Task details
Rewrite the data from its first line through the line containing "pixel 84 123", both included, swapping "single pin" for "single point" and leaving everything else unchanged.

Records to process
— start —

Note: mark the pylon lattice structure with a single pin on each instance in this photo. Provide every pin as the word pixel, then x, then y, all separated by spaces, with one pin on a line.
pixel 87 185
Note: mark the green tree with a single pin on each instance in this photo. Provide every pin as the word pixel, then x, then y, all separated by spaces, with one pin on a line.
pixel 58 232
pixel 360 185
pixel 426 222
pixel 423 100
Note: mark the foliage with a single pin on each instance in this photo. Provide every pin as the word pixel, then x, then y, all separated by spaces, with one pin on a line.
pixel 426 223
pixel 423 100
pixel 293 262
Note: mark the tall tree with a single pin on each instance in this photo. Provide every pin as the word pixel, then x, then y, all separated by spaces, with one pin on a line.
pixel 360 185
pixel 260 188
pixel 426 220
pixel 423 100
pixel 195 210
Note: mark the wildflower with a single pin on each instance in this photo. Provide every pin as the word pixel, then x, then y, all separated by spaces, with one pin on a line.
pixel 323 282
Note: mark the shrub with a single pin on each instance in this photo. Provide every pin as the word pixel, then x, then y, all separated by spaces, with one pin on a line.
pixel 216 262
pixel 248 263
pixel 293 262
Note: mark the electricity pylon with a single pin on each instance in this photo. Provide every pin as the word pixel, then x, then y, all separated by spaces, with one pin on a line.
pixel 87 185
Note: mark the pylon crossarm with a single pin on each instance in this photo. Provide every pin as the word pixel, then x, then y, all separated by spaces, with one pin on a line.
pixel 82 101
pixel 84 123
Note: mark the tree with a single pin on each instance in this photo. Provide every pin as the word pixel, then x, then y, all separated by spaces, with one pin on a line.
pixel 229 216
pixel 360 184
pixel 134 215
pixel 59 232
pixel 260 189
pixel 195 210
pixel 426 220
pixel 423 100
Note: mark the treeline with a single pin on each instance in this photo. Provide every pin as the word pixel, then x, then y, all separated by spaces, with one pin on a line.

— end —

Result for this exercise
Note: mark the pylon lattice structure with a single point on each instance in this photo. Provide every pin as the word pixel, then x, then y, all separated by spaces, with one pin on a line.
pixel 87 185
Note: mark the green tree with a single point on each instance in this photo. Provide every pin as the word pixel, then x, then y, all separated by spaces, with one pin on a line.
pixel 58 232
pixel 360 185
pixel 426 222
pixel 423 100
Note: mark the foliage with a single point on each instance in this photo. Provide every pin as the word pixel, then x, then y, all separated by spaces, with one pin on a line.
pixel 426 223
pixel 423 100
pixel 293 262
Note: mark the tall tree with a single point on each instance in this photo. Provide every pin as the word pixel, then x, then y, all separated by spaces, with one pin on a line.
pixel 360 185
pixel 260 188
pixel 426 220
pixel 423 100
pixel 195 210
Note: mark the wildflower with a single point on each instance in this photo. Provide every pin as the word pixel, then x, then y, all separated by spaces, with one pin on a line.
pixel 323 282
Note: mark the shrub with a single point on each instance in this photo. Provide every pin as the word pixel, then x, then y, all separated by spaces, with one pin on a line.
pixel 216 262
pixel 248 263
pixel 293 262
Note: mark the electricity pylon with a single point on each instance in this photo. Provide every pin as the word pixel, then x, then y, all separated by spaces, with one pin on a line.
pixel 87 185
Note: mark the pylon crossarm with a single point on each instance in this photo. Provide every pin as the word pixel, then x, then y, all separated by spaces, with one pin on a line.
pixel 82 101
pixel 84 123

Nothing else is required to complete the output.